[Source records]

/---

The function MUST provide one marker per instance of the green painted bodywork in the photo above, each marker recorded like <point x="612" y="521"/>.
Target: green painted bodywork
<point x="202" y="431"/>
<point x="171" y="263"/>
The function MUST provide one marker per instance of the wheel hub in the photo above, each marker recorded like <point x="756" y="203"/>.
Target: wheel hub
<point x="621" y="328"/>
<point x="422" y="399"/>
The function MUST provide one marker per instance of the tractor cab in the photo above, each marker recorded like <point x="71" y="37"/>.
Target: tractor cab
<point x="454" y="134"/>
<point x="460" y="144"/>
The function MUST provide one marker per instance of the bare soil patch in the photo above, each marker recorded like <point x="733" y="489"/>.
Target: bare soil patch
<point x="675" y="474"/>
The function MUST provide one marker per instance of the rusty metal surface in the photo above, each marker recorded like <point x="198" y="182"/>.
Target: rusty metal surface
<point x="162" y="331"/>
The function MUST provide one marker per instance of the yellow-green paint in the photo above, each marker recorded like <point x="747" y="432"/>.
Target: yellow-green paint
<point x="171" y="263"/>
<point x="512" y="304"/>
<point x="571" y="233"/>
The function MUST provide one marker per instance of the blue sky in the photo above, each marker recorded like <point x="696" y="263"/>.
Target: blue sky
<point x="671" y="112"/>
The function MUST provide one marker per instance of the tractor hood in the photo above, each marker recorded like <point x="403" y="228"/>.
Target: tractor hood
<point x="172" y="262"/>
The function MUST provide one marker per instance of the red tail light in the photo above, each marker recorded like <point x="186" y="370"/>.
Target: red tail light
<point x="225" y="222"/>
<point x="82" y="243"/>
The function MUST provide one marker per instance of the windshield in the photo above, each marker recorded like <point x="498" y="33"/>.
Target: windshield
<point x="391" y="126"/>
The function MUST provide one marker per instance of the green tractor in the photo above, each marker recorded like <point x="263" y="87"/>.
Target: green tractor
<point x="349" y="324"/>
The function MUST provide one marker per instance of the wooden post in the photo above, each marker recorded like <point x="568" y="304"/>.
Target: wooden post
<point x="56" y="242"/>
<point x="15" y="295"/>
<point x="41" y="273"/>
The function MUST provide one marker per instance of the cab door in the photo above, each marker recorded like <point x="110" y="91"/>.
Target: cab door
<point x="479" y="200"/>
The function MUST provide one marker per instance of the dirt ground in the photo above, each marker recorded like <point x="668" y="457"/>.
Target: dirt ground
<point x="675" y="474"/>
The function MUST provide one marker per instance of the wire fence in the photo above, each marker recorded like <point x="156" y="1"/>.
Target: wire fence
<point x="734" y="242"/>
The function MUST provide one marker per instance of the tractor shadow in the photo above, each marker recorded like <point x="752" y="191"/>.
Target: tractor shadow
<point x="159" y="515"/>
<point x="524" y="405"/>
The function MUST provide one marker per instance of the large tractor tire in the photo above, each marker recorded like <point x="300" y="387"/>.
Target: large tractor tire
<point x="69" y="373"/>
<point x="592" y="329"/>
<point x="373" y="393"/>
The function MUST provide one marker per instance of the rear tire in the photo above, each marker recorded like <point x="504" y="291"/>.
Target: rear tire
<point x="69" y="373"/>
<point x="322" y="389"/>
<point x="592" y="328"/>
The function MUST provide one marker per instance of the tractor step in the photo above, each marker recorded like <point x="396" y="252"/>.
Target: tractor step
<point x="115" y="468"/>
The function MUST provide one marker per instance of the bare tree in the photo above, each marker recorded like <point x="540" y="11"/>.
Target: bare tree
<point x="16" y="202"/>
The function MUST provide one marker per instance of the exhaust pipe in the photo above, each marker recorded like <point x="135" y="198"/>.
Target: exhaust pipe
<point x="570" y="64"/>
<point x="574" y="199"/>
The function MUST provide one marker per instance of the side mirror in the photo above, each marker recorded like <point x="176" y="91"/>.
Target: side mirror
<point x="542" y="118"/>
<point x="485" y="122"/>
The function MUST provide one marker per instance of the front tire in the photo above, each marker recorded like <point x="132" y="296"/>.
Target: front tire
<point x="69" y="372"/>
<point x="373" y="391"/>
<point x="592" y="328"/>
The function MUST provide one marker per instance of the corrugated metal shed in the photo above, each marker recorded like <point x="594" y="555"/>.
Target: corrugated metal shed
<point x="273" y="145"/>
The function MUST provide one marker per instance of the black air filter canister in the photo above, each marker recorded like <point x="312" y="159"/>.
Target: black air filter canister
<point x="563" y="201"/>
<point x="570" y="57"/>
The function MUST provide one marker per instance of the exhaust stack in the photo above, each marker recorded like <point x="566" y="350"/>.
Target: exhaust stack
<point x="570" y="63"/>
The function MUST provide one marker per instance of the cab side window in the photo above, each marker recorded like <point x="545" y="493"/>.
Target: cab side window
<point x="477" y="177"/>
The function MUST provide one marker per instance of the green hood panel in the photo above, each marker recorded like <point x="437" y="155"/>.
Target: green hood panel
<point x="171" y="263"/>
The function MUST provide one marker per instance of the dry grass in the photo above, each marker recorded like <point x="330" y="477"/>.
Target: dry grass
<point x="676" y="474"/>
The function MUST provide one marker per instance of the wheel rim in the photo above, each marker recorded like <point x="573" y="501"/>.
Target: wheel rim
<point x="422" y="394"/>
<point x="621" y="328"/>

\---

PROBLEM DETAILS: Reproduce the preceding records exactly and completely.

TASK ANSWER:
The function MUST provide one marker per instance of the green painted bodywork in the photo above, each marker recorded like <point x="612" y="521"/>.
Target: green painted bodywork
<point x="202" y="431"/>
<point x="171" y="263"/>
The function MUST provide one marker per instance of the wheel hub in the photo above, each marker recorded like <point x="756" y="203"/>.
Target: wheel hub
<point x="621" y="328"/>
<point x="422" y="399"/>
The function MUST provide one marker per instance of the tractor cab in the photo above, each marker recorded like <point x="71" y="37"/>.
Target: tractor cab
<point x="454" y="134"/>
<point x="460" y="144"/>
The function MUST provide one marker per instance of the bare soil patch in the photo above, each marker recorded like <point x="733" y="489"/>.
Target: bare soil patch
<point x="675" y="474"/>
The function MUST provide one marker per instance of the rusty metal surface in the photo above, each marker recorded like <point x="198" y="182"/>.
Target: rusty metal surface
<point x="162" y="331"/>
The function MUST provide one marker per instance of the yellow-green paint in the photo above, each marker recorded like <point x="747" y="432"/>.
Target: yellow-green paint
<point x="171" y="263"/>
<point x="512" y="304"/>
<point x="571" y="233"/>
The function MUST provide one marker per instance of the blue sky in the photo above, each marker recorded like <point x="696" y="263"/>.
Target: blue sky
<point x="671" y="112"/>
The function MUST provide one marker per instance of the tractor hood in the photo above, each marker recorded like <point x="403" y="228"/>.
Target: tractor hood
<point x="172" y="262"/>
The function MUST provide one marker per instance of the red tail light in the photo above, each marker recorded like <point x="186" y="370"/>.
Target: red tail light
<point x="225" y="222"/>
<point x="82" y="243"/>
The function MUST provide one marker per instance of the windshield in the photo above, each marker recorded like <point x="498" y="33"/>.
Target: windshield
<point x="391" y="126"/>
The function MUST provide one marker per instance of the green tractor in the photo above, each marker recorded like <point x="263" y="87"/>.
Target: green tractor
<point x="349" y="324"/>
The function MUST provide one marker per instance of the wooden post in the photo above, each marker recorded like <point x="568" y="304"/>.
Target: wooden post
<point x="56" y="242"/>
<point x="15" y="295"/>
<point x="41" y="273"/>
The function MUST provide one marker per instance of the cab door in the photo above, each marker recorded like <point x="110" y="91"/>.
Target: cab door
<point x="479" y="200"/>
The function MUST provide one marker per instance of the dirt ground in the photo above, each marker recorded like <point x="668" y="457"/>.
Target: dirt ground
<point x="675" y="474"/>
The function MUST provide one marker per instance of the wire fence in the photo above, each marker recorded like <point x="156" y="1"/>.
Target: wire fence
<point x="734" y="242"/>
The function MUST provide one marker per instance of the tractor shadow in the photo above, each marker recorded like <point x="752" y="191"/>.
Target: tractor shadow
<point x="159" y="515"/>
<point x="524" y="405"/>
The function MUST provide one marker per instance of the large tractor tire in the photo above, each marker recorded like <point x="300" y="387"/>.
Target: large tractor tire
<point x="69" y="373"/>
<point x="592" y="329"/>
<point x="373" y="393"/>
The function MUST provide one marker per instance of the rear tire in the photo above, each marker recorded like <point x="504" y="291"/>.
Target: rear tire
<point x="69" y="373"/>
<point x="322" y="389"/>
<point x="592" y="328"/>
The function MUST provide one marker per instance of the tractor step in the photo above, each marker recorded like <point x="396" y="252"/>.
Target: tractor step
<point x="115" y="468"/>
The function MUST provide one marker per instance of the bare tree in the photo above, each marker recorded like <point x="540" y="11"/>.
Target: bare tree
<point x="16" y="202"/>
The function MUST provide one marker per instance of the exhaust pipe in the photo above, each marker recorded like <point x="135" y="198"/>.
Target: exhaust pipe
<point x="570" y="64"/>
<point x="574" y="199"/>
The function MUST provide one marker per instance of the side mirror in the photo above, each marker recorded like <point x="176" y="91"/>.
Target: side mirror
<point x="542" y="118"/>
<point x="485" y="122"/>
The function MUST provide one marker per instance of the front tire in the photo above, each marker recorded like <point x="132" y="296"/>.
Target: front tire
<point x="69" y="372"/>
<point x="373" y="391"/>
<point x="592" y="328"/>
The function MUST provide one marker per instance of the corrugated metal shed in the photo above, each marker recorded like <point x="594" y="555"/>.
Target: corrugated metal shed
<point x="273" y="145"/>
The function MUST provide one marker per instance of the black air filter canister in the photo above, each marker recorded like <point x="312" y="159"/>.
Target: black air filter canister
<point x="563" y="201"/>
<point x="570" y="57"/>
The function MUST provide one marker per instance of the exhaust stack in the photo above, each marker recorded like <point x="566" y="350"/>.
Target: exhaust stack
<point x="570" y="63"/>
The function MUST provide one marker per instance of the cab side window in the photo above, each marker recorded like <point x="545" y="493"/>.
Target: cab side window
<point x="477" y="177"/>
The function MUST provide one marker per instance of the green hood panel in the photo above, each marker recorded like <point x="437" y="155"/>.
Target: green hood panel
<point x="171" y="263"/>
The function MUST provide one marker per instance of the dry grass in the photo above, each marker recorded like <point x="330" y="477"/>.
Target: dry grass
<point x="676" y="474"/>
The function MUST provide one marker per instance of the wheel rim in the photo above, each marker recorded like <point x="573" y="501"/>.
Target: wheel rim
<point x="422" y="394"/>
<point x="621" y="328"/>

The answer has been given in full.